### [SHORT PROBLEM]
In the excerpt about cold email marketing, what did the client specifically ask when seeking to reach more schools?

### [SELECTED EXCERPT]
If you haven’t subscribed to my YouTube channel already please do! It’ll give me a bit of YouTube cred and it’ll give you notifications whenever I release a new video.

Should I Do Cold Email Marketing?

The reason that I want to talk today about cold email marketing is that this actually came up in discussions with one of my clients.

The client offers a product for schools and they came up with a new product that would be really helpful to schools right now.  And they were giving this away for free. They were giving it away free in the forums they’re in, to their email list that they already have.

But they were like, “We want to reach out to more schools we want to give them this stuff because it will help right now.” And it was a very time sensitive product.

They came to me asked, “How do we reach more schools?” and more specifically asked me, “Should we buy an email list?”

Will Cold Emailing Make Me Look Like I’m Spamming People?

They were a bit hesitant about buying a list, “We don’t want to look spammy and we don’t want to be THOSE people who are spamming others.”

This is completely understandable and we definitely do not want to spam.

I will repeat, we do not want to spam!

### [DATASET EXTRACT]
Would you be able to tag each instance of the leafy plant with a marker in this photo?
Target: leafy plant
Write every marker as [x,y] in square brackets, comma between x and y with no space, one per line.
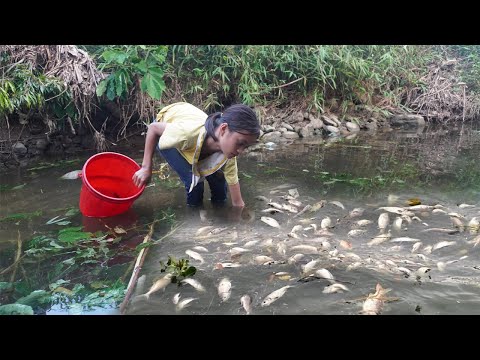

### [WRITTEN ANSWER]
The client asked whether they should buy an email list.